> WORK INSTRUCTIONS
**A)** According to the passage on children's advocacy centers, how many children do these centers ordinarily serve each year?
**B)** Reproduce the part of the passage on children's advocacy centers that begins at the words "This is not" and stops after the words "meet for themselves.".

> PASSAGE
##############################

We’re finally able to put a number to it: our nation’s children’s advocacy centers (CACs) — the 900 CACs who form the core of our nation’s response to child abuse — reported helping 40,000 fewer children in the first half of this year than they did over the same period last year.

Our CACs are hard at work reaching these 40,000 children, and presumably more each day, who have fallen through the cracks during the pandemic. Ordinarily, CACs serve some 370,000 children each year, offering mental health services, victim advocacy, courtroom support, and a non-traumatic forensic interviewing service, free at the point of service, coordinated to put the child’s needs first. Even so, hundreds of thousands more children still need access to the nation’s gold-standard response to abuse.

That requires federal action. Congress has an opportunity — and a responsibility — to help CACs help kids in danger, during this crisis and long after, by fully funding the Victims of Child Abuse Act at $40 million in the next year.

We urge lawmakers and citizens to support America’s most vulnerable, our children, by supporting this increase in funding to the Victims of Child Abuse Act. This critical law provides operational support, training, development, and establishment funds to CACs around the country. It means more CACs, greater capacity, and, one day, not one child in America without the services they deserve.

This is not a shift of the responsibilities of local communities onto the federal government, either. The CAC response costs the country more than half a billion dollars each year as it is. We already know the most successful CACs maintain and grow their services through a robust, diverse blend of funding from a variety of sources, of which federal funds are just one small part.

Yet federal establishment and program funds are critical, especially in rural communities where children still have no access to a CAC, or where capacity to serve cases is still small. Guaranteeing children the opportunity to thrive is a federal responsibility that requires federal investment. With Congress’ help, communities can take it from there. It’s time for the federal response to catch up to the needs of communities they’ve been working overtime to meet for themselves.

The echoes of this pandemic will resound for years. With the support of Congress, that doesn’t have to include children suffering in silence because they never got the services they needed. Yet for children in areas without a CAC or enough services to go around, this crisis is ongoing. We’re calling on Congress to join us and rise to meet this challenge once and for all. The futures of America’s most vulnerable —our children — depend on it.

Huizar is the executive director of National Children’s Alliance (NCA), the national association and accrediting body for the nation’s 900 CACs.

##############################

> DATA FOR ANALYSIS
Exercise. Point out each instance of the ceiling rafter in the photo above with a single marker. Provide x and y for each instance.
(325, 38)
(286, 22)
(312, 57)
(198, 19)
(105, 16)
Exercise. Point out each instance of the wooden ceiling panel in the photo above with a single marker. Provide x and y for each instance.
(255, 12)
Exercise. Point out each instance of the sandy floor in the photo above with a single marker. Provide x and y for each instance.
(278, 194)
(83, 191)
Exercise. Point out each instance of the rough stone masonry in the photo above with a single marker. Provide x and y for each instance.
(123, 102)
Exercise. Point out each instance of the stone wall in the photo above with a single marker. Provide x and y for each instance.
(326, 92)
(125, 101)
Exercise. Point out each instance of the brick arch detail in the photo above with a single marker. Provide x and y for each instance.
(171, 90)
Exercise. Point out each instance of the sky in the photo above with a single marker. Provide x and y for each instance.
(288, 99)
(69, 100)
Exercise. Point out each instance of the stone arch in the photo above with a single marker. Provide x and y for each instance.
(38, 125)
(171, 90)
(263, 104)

##############################

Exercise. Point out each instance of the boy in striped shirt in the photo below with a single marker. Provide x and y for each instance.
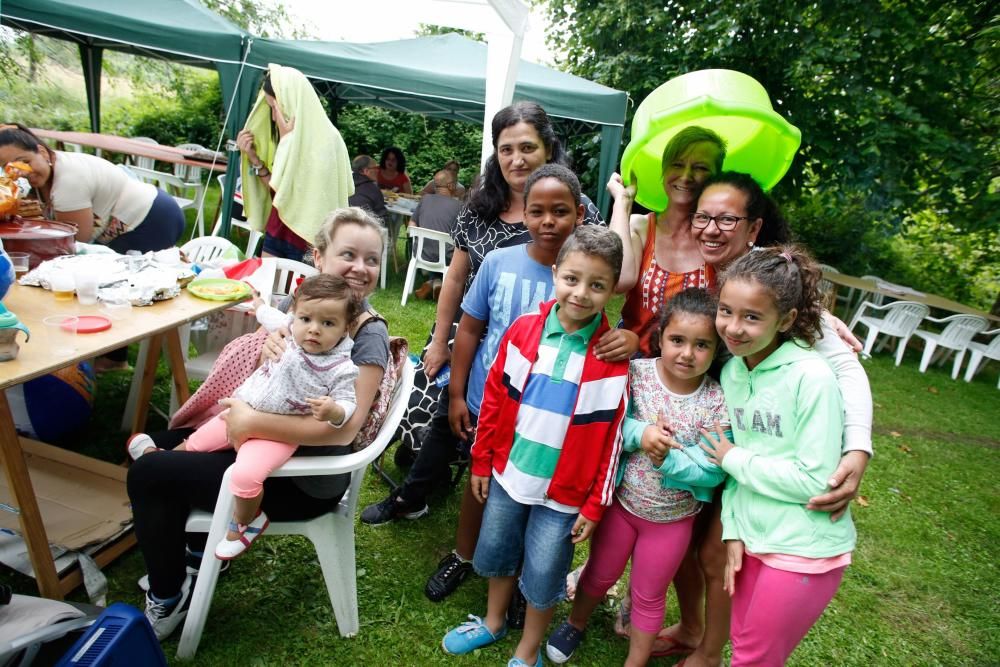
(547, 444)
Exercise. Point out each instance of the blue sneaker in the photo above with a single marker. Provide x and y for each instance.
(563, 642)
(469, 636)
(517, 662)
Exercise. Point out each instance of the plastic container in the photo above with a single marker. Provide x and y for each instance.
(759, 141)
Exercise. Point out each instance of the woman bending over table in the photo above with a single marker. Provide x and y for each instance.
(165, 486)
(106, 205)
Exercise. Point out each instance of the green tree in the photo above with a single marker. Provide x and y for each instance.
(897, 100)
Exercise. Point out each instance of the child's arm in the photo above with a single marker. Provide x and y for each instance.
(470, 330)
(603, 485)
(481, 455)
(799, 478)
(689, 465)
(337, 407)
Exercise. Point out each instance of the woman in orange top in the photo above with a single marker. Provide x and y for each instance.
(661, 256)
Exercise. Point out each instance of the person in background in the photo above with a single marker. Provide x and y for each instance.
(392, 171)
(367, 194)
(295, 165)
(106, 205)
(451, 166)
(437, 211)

##############################

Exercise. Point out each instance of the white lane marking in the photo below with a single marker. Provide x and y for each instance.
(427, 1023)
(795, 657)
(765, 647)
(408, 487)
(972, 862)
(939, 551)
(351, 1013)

##############################

> SOLUTION SET
**A)** Some 370,000 children.

**B)**
This is not a shift of the responsibilities of local communities onto the federal government, either. The CAC response costs the country more than half a billion dollars each year as it is. We already know the most successful CACs maintain and grow their services through a robust, diverse blend of funding from a variety of sources, of which federal funds are just one small part.

Yet federal establishment and program funds are critical, especially in rural communities where children still have no access to a CAC, or where capacity to serve cases is still small. Guaranteeing children the opportunity to thrive is a federal responsibility that requires federal investment. With Congress’ help, communities can take it from there. It’s time for the federal response to catch up to the needs of communities they’ve been working overtime to meet for themselves.